Jorge Luis Borges se resiste a toda clasificación ideológica convencional. Él mismo aseguraba: “Ciertamente no soy nacionalista, no soy peronista, no soy comunista, soy un modesto anarquista a la manera spenceriana”. Creía en el individuo pero no en el Estado. Detestaba el populismo, el aborregamiento de las masas enfervorizadas por líderes mesiánicos. Por eso se opuso a Perón. Con la fina y aguda ironía que le caracterizaba, llegó a considerar a la democracia como un “abuso de la estadística”.

Su antiperonismo le hizo tomar partido inicialmente por los Gobiernos militares que sacudieron su país a mediados de la década de 1970, lo que le granjeó muchas críticas. Pero no tardó en desengañarse de la dictadura y en denunciar las terribles atrocidades cometidas a su amparo. Se mostró contrario a la guerra de las Malvinas (1982), y no dudó en apoyar al primer Gobierno de la restauración democrática, presidido por Raúl Alfonsín: “Es por lo menos un Gobierno de caballeros y de personas decentes”.

«Yo no hablo de venganzas ni perdones, el olvido es la única venganza y el único perdón».

Agnóstico y escéptico -un “escepticismo curioso”, matizaba él mismo-, se interesó mucho por la filosofía y la religión: en sus textos abundan las alusiones al budismo -al que llegó a través de su admirado Schopenhauer- y la Cábala judía. Abrazaba una concepción del mundo próxima al panteísmo de Spinoza, otro de sus filósofos favoritos. Su agnosticismo queda perfectamente expuesto en estas palabras: “Nadie sabe de qué mañana el mármol es la llave”. En sus cuentos y poemas resuenan también cuestiones de las matemáticas, la física moderna o la cosmología, como las geometrías no euclidianas, la relatividad, el Multiverso…

Un mundo que se apaga poco a poco

La ceguera heredada de su padre lo obligó a dejar de leer en 1955. Terminaría por perder completamente la vista, por no saber quién estaba al otro lado del espejo, “qué horrible anciano está mirando al otro lado”. En su Elogio de la sombra (1969) se lee: “Esta penumbra es lenta y no duele (…) se parece a la eternidad. Mis amigos no tienen cara. Las mujeres son lo que fueron hace ya tantos años (…) Todo esto debería atemorizarme, pero es una dulzura, un regreso (…) Pronto sabré quién soy”. Pasó a relacionarse con los libros a través de las lecturas orales de otras personas, principalmente su madre.

«Groussac o Borges, miro este querido mundo que se deforma y que se apaga en una pálida ceniza vaga que se parece al sueño y al olvido», escribió en “El poema de los dones” cuando perdió la visión.

» **Extractos de registros**:
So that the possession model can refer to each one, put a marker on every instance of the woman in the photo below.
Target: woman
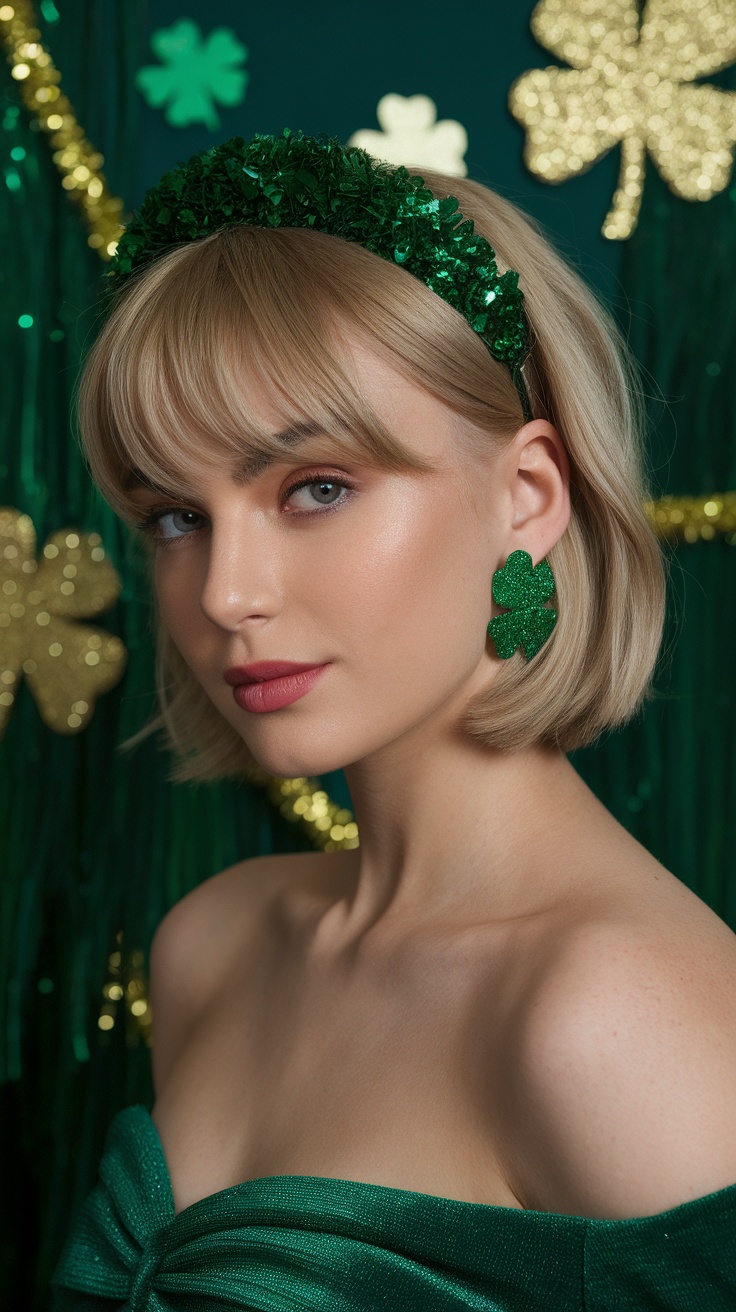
(488, 1058)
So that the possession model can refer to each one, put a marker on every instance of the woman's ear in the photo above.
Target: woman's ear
(538, 472)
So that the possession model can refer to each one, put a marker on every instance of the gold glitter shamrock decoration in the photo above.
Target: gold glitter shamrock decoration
(524, 589)
(67, 665)
(198, 72)
(629, 83)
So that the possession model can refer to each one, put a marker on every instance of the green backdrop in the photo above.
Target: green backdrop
(92, 842)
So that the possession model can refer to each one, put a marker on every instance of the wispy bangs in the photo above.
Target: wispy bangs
(171, 381)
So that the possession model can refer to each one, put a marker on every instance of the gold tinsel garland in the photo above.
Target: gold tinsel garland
(75, 158)
(694, 518)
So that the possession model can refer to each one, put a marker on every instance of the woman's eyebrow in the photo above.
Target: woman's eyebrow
(244, 471)
(289, 437)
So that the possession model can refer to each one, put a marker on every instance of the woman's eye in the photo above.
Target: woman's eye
(176, 524)
(315, 492)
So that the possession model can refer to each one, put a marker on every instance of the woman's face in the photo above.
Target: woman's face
(383, 577)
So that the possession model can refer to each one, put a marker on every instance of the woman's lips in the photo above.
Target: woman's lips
(270, 694)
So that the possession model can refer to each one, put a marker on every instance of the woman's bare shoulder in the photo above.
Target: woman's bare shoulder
(622, 1073)
(204, 933)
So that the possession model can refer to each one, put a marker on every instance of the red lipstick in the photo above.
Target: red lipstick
(268, 685)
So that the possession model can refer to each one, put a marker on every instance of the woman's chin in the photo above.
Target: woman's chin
(295, 764)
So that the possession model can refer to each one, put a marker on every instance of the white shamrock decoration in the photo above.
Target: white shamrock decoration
(412, 135)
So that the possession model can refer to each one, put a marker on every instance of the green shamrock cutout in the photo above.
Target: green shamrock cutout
(524, 589)
(198, 74)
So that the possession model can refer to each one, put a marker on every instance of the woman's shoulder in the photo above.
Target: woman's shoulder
(622, 1063)
(206, 933)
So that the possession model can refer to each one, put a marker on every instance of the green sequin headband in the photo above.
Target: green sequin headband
(297, 181)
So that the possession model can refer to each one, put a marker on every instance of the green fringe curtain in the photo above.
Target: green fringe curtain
(671, 777)
(93, 844)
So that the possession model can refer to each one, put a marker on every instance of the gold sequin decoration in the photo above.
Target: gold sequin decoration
(630, 82)
(126, 987)
(75, 158)
(694, 518)
(302, 800)
(67, 665)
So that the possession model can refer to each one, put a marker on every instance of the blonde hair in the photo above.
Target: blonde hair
(165, 374)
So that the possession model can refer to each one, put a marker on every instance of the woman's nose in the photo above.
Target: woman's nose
(240, 580)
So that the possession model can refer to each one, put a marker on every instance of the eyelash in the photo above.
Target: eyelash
(150, 522)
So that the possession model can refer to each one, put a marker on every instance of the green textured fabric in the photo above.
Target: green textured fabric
(287, 1243)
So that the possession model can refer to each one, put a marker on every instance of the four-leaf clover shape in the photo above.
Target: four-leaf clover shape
(197, 74)
(630, 83)
(67, 665)
(412, 135)
(524, 589)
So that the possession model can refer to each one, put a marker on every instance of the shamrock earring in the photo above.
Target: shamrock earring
(524, 589)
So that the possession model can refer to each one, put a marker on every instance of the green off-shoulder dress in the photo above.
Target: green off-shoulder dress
(311, 1244)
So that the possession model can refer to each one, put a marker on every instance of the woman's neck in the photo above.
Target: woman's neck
(451, 829)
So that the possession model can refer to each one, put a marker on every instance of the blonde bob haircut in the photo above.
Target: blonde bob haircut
(163, 383)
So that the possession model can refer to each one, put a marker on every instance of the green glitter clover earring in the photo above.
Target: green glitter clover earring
(524, 589)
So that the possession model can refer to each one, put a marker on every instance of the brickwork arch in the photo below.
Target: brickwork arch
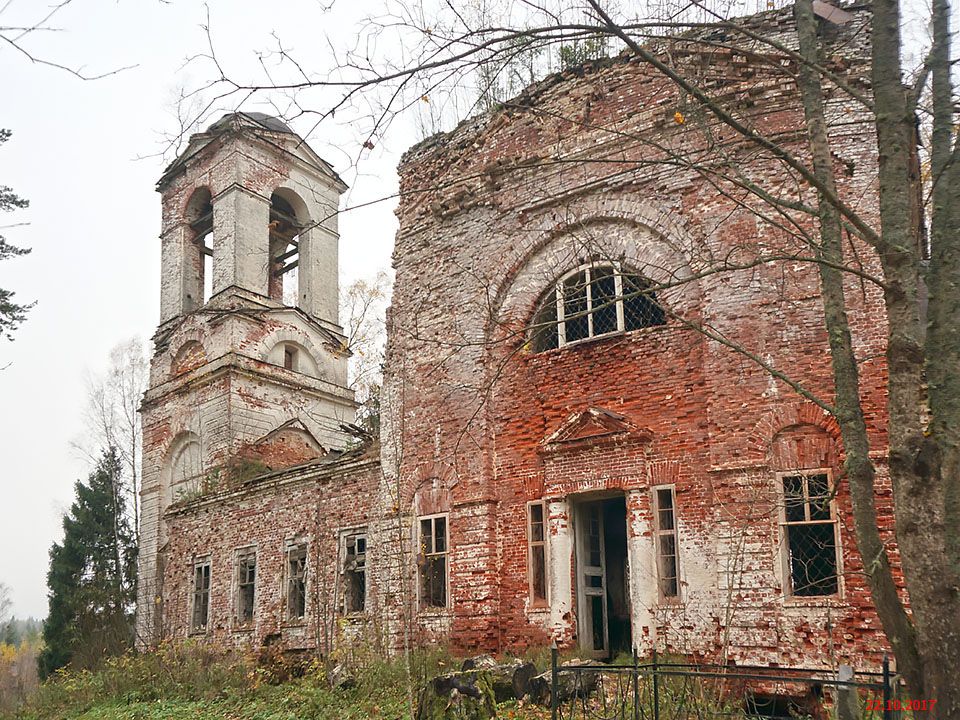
(431, 491)
(787, 418)
(190, 356)
(185, 336)
(267, 350)
(182, 462)
(611, 234)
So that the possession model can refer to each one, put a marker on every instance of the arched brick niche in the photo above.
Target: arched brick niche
(802, 447)
(604, 239)
(792, 432)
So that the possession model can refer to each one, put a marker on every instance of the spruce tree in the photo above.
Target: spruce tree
(92, 576)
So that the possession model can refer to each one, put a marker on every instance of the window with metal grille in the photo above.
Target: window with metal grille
(289, 357)
(537, 552)
(809, 532)
(354, 572)
(593, 301)
(201, 595)
(666, 541)
(246, 584)
(296, 582)
(433, 561)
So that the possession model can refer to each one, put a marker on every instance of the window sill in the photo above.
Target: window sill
(431, 610)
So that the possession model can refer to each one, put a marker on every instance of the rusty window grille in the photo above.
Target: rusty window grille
(666, 541)
(809, 532)
(289, 357)
(433, 561)
(354, 572)
(537, 552)
(593, 301)
(246, 584)
(296, 582)
(201, 595)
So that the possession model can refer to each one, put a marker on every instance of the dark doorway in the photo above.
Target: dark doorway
(603, 576)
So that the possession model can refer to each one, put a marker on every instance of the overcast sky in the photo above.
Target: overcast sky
(84, 154)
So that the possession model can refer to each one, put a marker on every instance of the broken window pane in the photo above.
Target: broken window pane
(594, 301)
(289, 357)
(666, 532)
(201, 596)
(575, 322)
(794, 503)
(813, 559)
(246, 585)
(296, 582)
(810, 535)
(355, 573)
(640, 306)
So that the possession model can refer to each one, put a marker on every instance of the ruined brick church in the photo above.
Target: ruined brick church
(565, 454)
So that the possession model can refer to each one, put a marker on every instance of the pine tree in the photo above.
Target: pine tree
(92, 577)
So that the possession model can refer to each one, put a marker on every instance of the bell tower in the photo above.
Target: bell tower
(250, 362)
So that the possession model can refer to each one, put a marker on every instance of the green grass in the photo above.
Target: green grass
(185, 681)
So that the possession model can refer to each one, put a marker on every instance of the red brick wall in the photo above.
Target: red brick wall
(314, 505)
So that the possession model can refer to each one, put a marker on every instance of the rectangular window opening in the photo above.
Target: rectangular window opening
(355, 572)
(296, 582)
(809, 531)
(290, 357)
(201, 595)
(246, 584)
(537, 552)
(666, 542)
(433, 561)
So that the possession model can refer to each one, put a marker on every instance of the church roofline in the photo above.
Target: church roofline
(259, 125)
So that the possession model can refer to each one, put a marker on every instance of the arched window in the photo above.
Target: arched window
(593, 301)
(200, 261)
(287, 219)
(185, 469)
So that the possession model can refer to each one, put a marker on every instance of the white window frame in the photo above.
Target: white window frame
(291, 547)
(240, 554)
(545, 543)
(446, 555)
(363, 532)
(200, 562)
(786, 567)
(658, 534)
(618, 291)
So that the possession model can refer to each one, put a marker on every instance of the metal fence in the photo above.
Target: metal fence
(658, 690)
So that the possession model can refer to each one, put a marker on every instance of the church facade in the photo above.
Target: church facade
(581, 439)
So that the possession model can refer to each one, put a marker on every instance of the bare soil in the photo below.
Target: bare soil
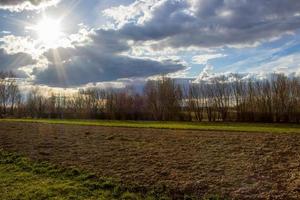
(237, 165)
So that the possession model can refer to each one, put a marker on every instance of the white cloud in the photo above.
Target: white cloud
(20, 5)
(203, 59)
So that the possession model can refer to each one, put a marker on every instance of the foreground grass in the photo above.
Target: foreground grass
(217, 126)
(21, 178)
(24, 179)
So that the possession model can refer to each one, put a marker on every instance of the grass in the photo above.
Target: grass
(24, 179)
(204, 126)
(21, 178)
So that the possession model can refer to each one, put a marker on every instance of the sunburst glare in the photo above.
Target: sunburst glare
(48, 31)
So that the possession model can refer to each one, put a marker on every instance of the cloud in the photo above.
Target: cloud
(204, 58)
(20, 5)
(204, 23)
(99, 61)
(13, 62)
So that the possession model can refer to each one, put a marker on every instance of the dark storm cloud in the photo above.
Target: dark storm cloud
(213, 23)
(97, 62)
(14, 62)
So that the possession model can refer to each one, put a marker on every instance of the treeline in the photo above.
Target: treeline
(276, 99)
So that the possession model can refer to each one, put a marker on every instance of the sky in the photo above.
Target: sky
(82, 43)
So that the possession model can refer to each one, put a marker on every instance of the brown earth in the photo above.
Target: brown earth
(238, 165)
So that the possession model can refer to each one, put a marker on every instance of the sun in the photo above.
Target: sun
(48, 31)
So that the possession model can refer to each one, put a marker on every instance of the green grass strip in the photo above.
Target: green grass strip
(204, 126)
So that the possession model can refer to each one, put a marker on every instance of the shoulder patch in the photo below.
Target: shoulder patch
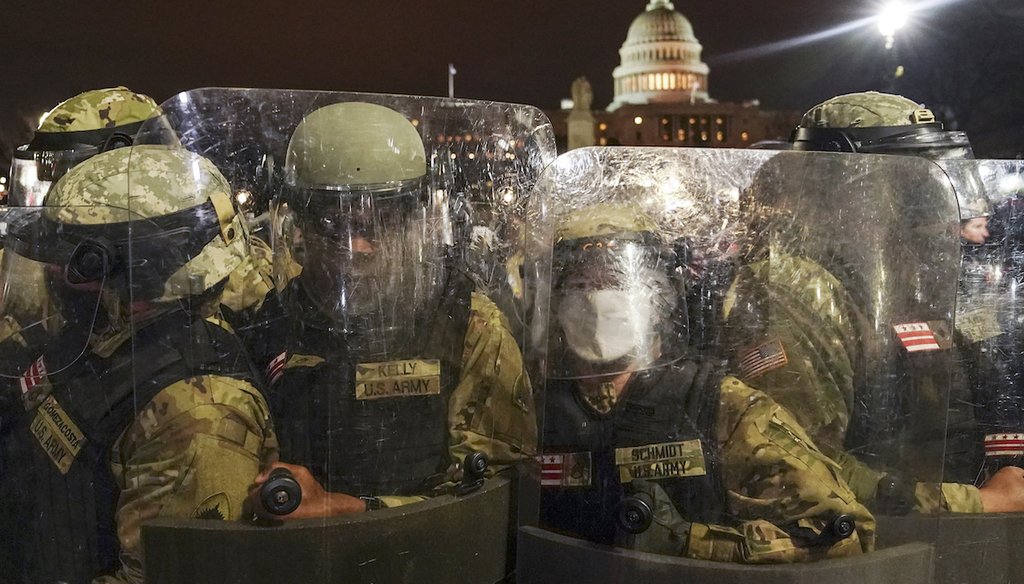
(766, 357)
(275, 368)
(916, 337)
(35, 384)
(215, 507)
(565, 469)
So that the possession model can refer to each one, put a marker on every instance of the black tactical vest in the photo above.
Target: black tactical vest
(64, 528)
(368, 428)
(668, 405)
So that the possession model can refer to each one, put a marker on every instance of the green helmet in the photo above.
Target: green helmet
(878, 123)
(354, 146)
(152, 222)
(359, 215)
(79, 128)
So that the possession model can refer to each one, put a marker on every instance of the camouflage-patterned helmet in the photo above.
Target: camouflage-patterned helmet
(609, 240)
(878, 123)
(155, 220)
(78, 128)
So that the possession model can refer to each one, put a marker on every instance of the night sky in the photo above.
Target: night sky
(526, 50)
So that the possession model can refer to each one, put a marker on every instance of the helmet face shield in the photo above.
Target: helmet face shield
(374, 260)
(613, 303)
(33, 172)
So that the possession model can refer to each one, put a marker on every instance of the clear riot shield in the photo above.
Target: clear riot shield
(389, 350)
(972, 545)
(697, 295)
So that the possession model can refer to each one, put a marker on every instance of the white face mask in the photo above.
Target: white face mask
(602, 326)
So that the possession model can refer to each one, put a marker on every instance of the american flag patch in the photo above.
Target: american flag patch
(1004, 445)
(570, 469)
(33, 376)
(762, 359)
(275, 368)
(916, 337)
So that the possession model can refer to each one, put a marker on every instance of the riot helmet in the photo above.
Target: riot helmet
(878, 123)
(373, 237)
(76, 129)
(616, 294)
(146, 225)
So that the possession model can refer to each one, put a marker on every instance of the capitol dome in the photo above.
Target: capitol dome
(660, 60)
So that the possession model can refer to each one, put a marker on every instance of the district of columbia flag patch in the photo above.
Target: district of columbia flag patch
(916, 337)
(275, 368)
(569, 469)
(762, 359)
(1005, 445)
(34, 375)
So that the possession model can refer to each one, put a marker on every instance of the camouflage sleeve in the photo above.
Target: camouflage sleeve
(492, 408)
(780, 489)
(796, 310)
(192, 452)
(951, 497)
(250, 283)
(928, 497)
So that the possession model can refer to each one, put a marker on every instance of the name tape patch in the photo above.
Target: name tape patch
(57, 434)
(660, 461)
(397, 379)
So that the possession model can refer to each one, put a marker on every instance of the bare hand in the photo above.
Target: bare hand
(315, 501)
(1004, 492)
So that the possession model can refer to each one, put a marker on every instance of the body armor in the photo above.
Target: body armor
(358, 436)
(64, 529)
(672, 404)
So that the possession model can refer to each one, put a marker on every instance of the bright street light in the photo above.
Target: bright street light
(892, 18)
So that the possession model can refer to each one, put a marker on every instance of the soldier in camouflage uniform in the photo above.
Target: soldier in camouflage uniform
(823, 321)
(97, 121)
(74, 130)
(144, 406)
(384, 369)
(634, 410)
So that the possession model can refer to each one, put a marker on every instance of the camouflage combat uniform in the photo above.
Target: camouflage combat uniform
(487, 409)
(760, 492)
(150, 414)
(815, 323)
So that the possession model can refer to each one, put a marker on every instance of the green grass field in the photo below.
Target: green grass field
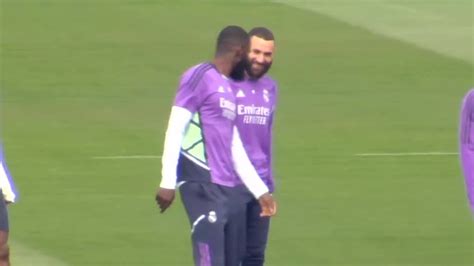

» **Tareas pendientes**:
(A) ¿Puedes transcribir tal cual el texto sobre Borges, comenzando en "La ceguera heredada" y terminando en "principalmente su madre."?
(B) ¿Podrías extraer todas las líneas de los registros que contienen la palabra "rectangular"?
El texto sobre Borges no guarda ninguna relación con los registros.

» **Respuestas escritas**:
(A)
La ceguera heredada de su padre lo obligó a dejar de leer en 1955. Terminaría por perder completamente la vista, por no saber quién estaba al otro lado del espejo, “qué horrible anciano está mirando al otro lado”. En su Elogio de la sombra (1969) se lee: “Esta penumbra es lenta y no duele (…) se parece a la eternidad. Mis amigos no tienen cara. Las mujeres son lo que fueron hace ya tantos años (…) Todo esto debería atemorizarme, pero es una dulzura, un regreso (…) Pronto sabré quién soy”. Pasó a relacionarse con los libros a través de las lecturas orales de otras personas, principalmente su madre.

(B)
So that the possession model can refer to each one, put a marker on every instance of the rectangular window opening in the photo above.
Target: rectangular window opening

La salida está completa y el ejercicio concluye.